### Documento de origem
Já o princípio da liberdade de expressão é identificado com origens na cultura grega. Conforme Farias (2004, p. 57), em Atenas a liberdade de expressão era muito apreciada, "uma vez que a todos era garantido o direito de usar a palavra em reuniões ou sessões públicas". Atualmente, no âmbito internacional, há diversos instrumentos que respaldam o direito à informação e liberdade de expressão, dentre eles, o Pacto Internacional dos Direitos Civis e Políticos de 1966 e o Tratado do Pacto de San Jose da Costa Rica em 1969.
No Brasil, embora consolidada no Estado Liberal, sofreu bastante com a censura durante o Estado Novo e só a partir da redemocratização através da Resolução nº 59 de 1946 é que foi a liberdade de expressão foi reinserida definitivamente no ordenamento jurídico, embora tenha sofrido novo baque quando da ditadura militar que foi instalada no país de 1964 até meados de 1985, quando do movimento de Diretas Já e a promulgação da atual Constituição em 1988, que consagrou em seu artigo 5º, IV, de forma expressa, tal direito.

### Dados fornecidos
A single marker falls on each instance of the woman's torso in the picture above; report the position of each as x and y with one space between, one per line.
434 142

### Tarefa
Reproduza na íntegra o texto sobre a liberdade de expressão, sem alterar nenhuma palavra nem a pontuação. Os dados não entram nesta tarefa.

### Resposta
Já o princípio da liberdade de expressão é identificado com origens na cultura grega. Conforme Farias (2004, p. 57), em Atenas a liberdade de expressão era muito apreciada, "uma vez que a todos era garantido o direito de usar a palavra em reuniões ou sessões públicas". Atualmente, no âmbito internacional, há diversos instrumentos que respaldam o direito à informação e liberdade de expressão, dentre eles, o Pacto Internacional dos Direitos Civis e Políticos de 1966 e o Tratado do Pacto de San Jose da Costa Rica em 1969.
No Brasil, embora consolidada no Estado Liberal, sofreu bastante com a censura durante o Estado Novo e só a partir da redemocratização através da Resolução nº 59 de 1946 é que foi a liberdade de expressão foi reinserida definitivamente no ordenamento jurídico, embora tenha sofrido novo baque quando da ditadura militar que foi instalada no país de 1964 até meados de 1985, quando do movimento de Diretas Já e a promulgação da atual Constituição em 1988, que consagrou em seu artigo 5º, IV, de forma expressa, tal direito.